--- Teks Bacaan ---
Eks Terpidana Muhtar Ependy Kembali Divonis 4,5 Tahun Penjara
A
A
A
JAKARTA - Majelis Hakim Pengadilan Tindak Pidana Korupsi (Tipikor) Jakarta menjatuhkan vonis penjara selama empat tahun enam bulan terhadap Muhtar Ependy, pemilik PT Promic Internasional sekaligus orang dekat terpidana mantan Ketua MK M Akil Mochtar.
Sebelumnya Muhtar pernah menjadi penghuni Lapas Sukamiskin Bandung. Ketika itu dia divonis lima tahun tahun.
Majelis hakim yang dipimpin Ni Made Sudani menilai terdakwa terbukti bersalah melakukan dua tindak pidana. Hal itu berdasarkan atas fakta-fakta persidangan, baik dari keterangan saksi-saksi, dokumen, surat, bukti petunjuk, keterangan ahli dan keterangan terdakwa.
Pertama, Muhtar bersama-sama dengan terpidana M Akil Mochtar telah menerima suap dari empat orang pemberi suap. Masing-masing Rp11,395 miliar dan USD316.700 dari mantan terpidana almarhum mantan Wali Kota Palembang Romi Herton dan mantan terpidana Masyito (istri Romi) terkait pengurusan sengketa Pilkada Kota Palembang 2013 di Mahkamah Konstitusi (MK).
Berikutnya sebesar Rp10 miliar dan USD500.00 dari mantan terpidana mantan Bupati Empat Lawang Budi Antoni Aljufri dan mantan terpidana Suzanna (istri Budi).
Kedua, melakukan tindak pidana pencucian uang (TPPU). Perbuatan tersebut mencakup menitipkan uang dengan total Rp21,427 miliar dan USD816.700 kepada Iwan Sutaryadi selaku Wakil Kepala BPD Kalimantan Barat Cabang Jakarta, menempatkan uang sejumlah Rp4 miliar di BPD Kalbar, mentransfer uang sejumlah Rp3,866 miliar dari rekening di BPD Kalbar ke rekening CV Ratu Samagat, perusahaan milik Akil, menempatkan uang keseluruhan berjumlah Rp11,093 miliar, dan mentransfer uang seluruhnya berjumlah Rp7,38 miliar.
---
[Tugas 1]
Menurut berita vonis Muhtar Ependy, atas dasar apa majelis hakim menilai terdakwa terbukti bersalah melakukan dua tindak pidana? Jelaskan dalam satu sampai tiga kalimat.
[Tugas 2]
Sebutkan semua orang pemberi suap yang disebut dalam berita vonis Muhtar Ependy.
--- Data ---
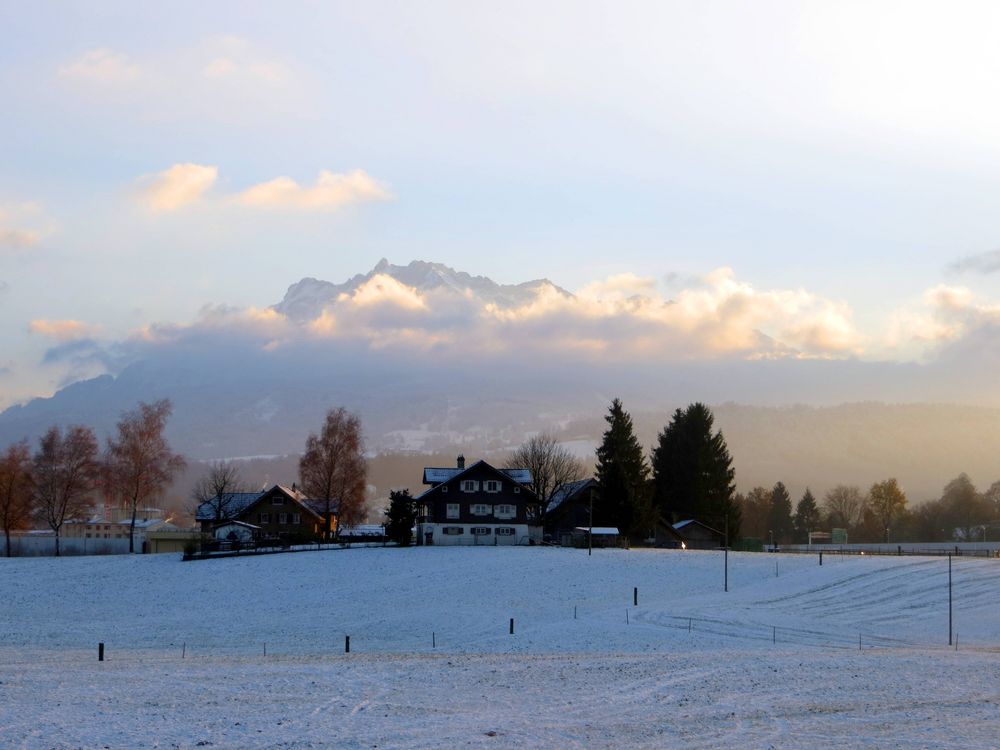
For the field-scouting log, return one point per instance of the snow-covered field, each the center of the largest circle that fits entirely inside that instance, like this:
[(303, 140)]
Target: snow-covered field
---
[Jawaban Tertulis 1]
Majelis hakim menilai Muhtar Ependy terbukti bersalah berdasarkan fakta-fakta persidangan. Fakta itu berasal dari keterangan saksi-saksi, dokumen, surat, bukti petunjuk, keterangan ahli, dan keterangan terdakwa.

[Jawaban Tertulis 2]
Romi Herton, Masyito, Budi Antoni Aljufri, dan Suzanna.